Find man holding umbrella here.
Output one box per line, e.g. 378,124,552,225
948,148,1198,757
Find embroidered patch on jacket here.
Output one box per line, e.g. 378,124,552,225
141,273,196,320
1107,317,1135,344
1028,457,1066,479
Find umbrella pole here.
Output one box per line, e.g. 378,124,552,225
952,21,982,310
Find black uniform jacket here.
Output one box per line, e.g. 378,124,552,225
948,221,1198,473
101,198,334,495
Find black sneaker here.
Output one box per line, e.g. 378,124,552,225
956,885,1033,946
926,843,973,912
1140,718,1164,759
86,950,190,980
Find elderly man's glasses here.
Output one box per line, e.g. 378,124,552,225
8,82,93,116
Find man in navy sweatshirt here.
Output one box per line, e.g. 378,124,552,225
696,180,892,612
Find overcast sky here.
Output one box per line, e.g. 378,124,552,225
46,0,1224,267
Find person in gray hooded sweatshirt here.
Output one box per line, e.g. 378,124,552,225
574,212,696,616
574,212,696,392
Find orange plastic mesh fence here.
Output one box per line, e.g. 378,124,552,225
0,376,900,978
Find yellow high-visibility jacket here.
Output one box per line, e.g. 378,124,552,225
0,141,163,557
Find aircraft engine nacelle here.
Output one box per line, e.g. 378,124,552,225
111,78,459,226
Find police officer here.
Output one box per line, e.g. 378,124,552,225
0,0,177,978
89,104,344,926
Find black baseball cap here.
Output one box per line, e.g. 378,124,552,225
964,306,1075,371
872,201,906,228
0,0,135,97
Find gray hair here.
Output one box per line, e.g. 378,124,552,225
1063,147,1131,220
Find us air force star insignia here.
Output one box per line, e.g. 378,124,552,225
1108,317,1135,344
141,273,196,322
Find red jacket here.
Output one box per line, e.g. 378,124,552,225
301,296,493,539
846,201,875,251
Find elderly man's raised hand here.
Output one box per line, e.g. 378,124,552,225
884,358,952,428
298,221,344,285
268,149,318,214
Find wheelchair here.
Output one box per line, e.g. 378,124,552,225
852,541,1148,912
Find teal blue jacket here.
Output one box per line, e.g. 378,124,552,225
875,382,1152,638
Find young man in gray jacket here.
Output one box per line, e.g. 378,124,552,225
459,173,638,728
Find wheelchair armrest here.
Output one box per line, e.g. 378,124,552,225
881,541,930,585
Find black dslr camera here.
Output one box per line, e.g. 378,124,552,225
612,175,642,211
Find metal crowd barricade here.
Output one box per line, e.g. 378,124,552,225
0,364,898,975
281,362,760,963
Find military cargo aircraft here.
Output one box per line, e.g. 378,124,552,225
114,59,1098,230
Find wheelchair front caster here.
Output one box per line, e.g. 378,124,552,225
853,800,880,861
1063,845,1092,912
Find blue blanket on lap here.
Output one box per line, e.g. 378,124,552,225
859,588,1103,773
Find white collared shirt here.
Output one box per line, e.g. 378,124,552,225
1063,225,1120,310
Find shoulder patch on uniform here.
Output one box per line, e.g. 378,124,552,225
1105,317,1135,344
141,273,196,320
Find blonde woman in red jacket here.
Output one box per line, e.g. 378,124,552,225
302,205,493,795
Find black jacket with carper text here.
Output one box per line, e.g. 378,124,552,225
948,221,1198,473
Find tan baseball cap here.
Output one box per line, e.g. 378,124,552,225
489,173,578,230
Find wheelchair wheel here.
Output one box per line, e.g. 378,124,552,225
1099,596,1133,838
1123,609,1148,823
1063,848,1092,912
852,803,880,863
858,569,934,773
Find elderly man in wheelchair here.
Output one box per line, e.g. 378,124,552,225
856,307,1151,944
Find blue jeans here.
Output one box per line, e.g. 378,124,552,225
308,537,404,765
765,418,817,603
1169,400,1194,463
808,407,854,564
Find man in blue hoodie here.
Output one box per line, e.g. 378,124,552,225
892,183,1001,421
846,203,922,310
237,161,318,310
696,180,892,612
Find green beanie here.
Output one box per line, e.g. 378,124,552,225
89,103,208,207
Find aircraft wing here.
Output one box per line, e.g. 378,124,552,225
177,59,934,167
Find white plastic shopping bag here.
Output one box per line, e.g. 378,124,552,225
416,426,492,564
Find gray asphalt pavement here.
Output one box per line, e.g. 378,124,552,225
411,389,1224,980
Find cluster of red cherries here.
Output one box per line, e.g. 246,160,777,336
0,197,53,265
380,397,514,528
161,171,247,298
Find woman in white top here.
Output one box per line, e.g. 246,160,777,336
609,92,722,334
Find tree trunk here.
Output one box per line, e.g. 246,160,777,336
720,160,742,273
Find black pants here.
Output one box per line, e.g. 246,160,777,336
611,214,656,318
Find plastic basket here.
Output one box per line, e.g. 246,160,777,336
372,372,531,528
■ ■ ■ ■ ■
ПИСЬМЕННОЕ ЗАДАНИЕ →
Выведите без изменений строки записей от самой первой до строки, содержащей «459,173,638,728». Обе крайние строки тоже нужно включить.

ОТВЕТ НИЖЕ →
Find man holding umbrella here.
Output one box per line, e.g. 378,124,552,225
948,148,1198,757
Find embroidered patch on jacket here.
Output one box per line, e.g. 378,124,552,225
141,273,196,320
1107,317,1135,344
1028,457,1066,479
Find umbrella pole here.
Output one box per line, e.g. 378,124,552,225
952,21,982,310
Find black uniform jacket here.
Output one box per line, e.g. 378,124,552,225
948,221,1198,473
101,198,334,495
Find black sneaker here.
Output one box per line, e.g. 378,124,552,225
956,885,1033,946
926,843,973,912
1140,718,1164,759
86,950,190,980
Find elderly man's glasses here.
Output one box per line, e.g. 378,124,552,225
8,82,93,116
Find man in navy sweatshirt here.
Output one box per line, e.g. 378,124,552,225
696,180,892,612
Find overcast sky here.
Output one box per line, e.g. 378,124,552,225
46,0,1224,267
Find person in gray hooded sweatshirt here.
Output one box per line, e.g. 378,124,552,225
574,212,696,616
574,212,696,392
Find orange plastic mesh fence here.
Output one box per line, e.g. 378,124,552,225
0,376,900,978
Find yellow high-visibility jacket here.
Output one box per line, e.g. 378,124,552,225
0,141,163,557
Find aircraft engine nacelle here.
Output one box per line, e.g. 378,124,552,225
111,78,459,226
Find police officer here.
Output one box per line, e.g. 378,124,552,225
0,0,177,978
89,104,344,926
Find black baseball cap here.
Output one box per line, e.g. 378,124,552,225
964,306,1075,371
872,201,906,228
0,0,135,97
Find gray hair here.
Output one box per line, e.g. 378,124,552,225
1063,147,1131,220
Find us air force star insignia here.
Output one box per line, e.g. 378,124,552,225
1108,317,1135,344
141,273,196,322
Find red jacket here.
Output one box per line, e.g. 378,124,552,225
301,296,493,539
846,201,875,251
Find elderly man's raised hand here.
Output one box per line, e.g. 378,124,552,225
884,358,952,428
298,221,344,285
268,149,318,214
Find wheelchair here.
Output one box per line, e.g. 378,124,552,225
852,541,1148,912
Find teal blue jacket here.
Output one box per line, e.g. 378,124,552,225
875,382,1152,638
Find young man in gray jacket here.
Output one box per line, e.g. 378,124,552,225
459,173,638,728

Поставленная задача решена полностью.